State how many lines of the listing below contain the word "shrub". Give only the number.

---+---

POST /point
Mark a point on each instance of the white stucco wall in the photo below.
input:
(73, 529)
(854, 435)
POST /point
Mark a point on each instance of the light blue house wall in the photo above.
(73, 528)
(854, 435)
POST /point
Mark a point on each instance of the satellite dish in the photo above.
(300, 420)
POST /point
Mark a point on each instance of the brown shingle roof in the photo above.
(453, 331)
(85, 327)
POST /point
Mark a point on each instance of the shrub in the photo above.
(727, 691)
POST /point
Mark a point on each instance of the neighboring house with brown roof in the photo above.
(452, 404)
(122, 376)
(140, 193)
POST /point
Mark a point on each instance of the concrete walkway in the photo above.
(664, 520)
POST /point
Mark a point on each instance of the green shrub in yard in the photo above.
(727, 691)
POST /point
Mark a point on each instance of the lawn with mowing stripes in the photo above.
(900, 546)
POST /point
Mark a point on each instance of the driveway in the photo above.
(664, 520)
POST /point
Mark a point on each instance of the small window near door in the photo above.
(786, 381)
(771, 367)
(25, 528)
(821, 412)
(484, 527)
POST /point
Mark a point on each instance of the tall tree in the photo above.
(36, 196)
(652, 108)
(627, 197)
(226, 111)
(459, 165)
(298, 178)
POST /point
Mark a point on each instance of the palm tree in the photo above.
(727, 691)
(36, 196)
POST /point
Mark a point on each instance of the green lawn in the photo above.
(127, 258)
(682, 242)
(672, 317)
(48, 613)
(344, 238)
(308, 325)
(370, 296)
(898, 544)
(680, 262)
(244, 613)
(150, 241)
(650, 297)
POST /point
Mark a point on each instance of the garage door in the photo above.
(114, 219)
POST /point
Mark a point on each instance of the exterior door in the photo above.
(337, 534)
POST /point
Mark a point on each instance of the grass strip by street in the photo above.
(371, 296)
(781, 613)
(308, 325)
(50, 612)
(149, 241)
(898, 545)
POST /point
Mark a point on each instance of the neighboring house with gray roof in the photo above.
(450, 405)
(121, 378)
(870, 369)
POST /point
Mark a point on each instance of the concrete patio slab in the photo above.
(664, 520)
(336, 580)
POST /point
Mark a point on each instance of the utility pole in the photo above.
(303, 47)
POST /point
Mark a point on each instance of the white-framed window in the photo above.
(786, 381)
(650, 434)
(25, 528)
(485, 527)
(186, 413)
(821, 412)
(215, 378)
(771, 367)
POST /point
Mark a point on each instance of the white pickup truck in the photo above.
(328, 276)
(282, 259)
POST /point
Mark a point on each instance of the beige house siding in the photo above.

---+---

** Exercise response **
2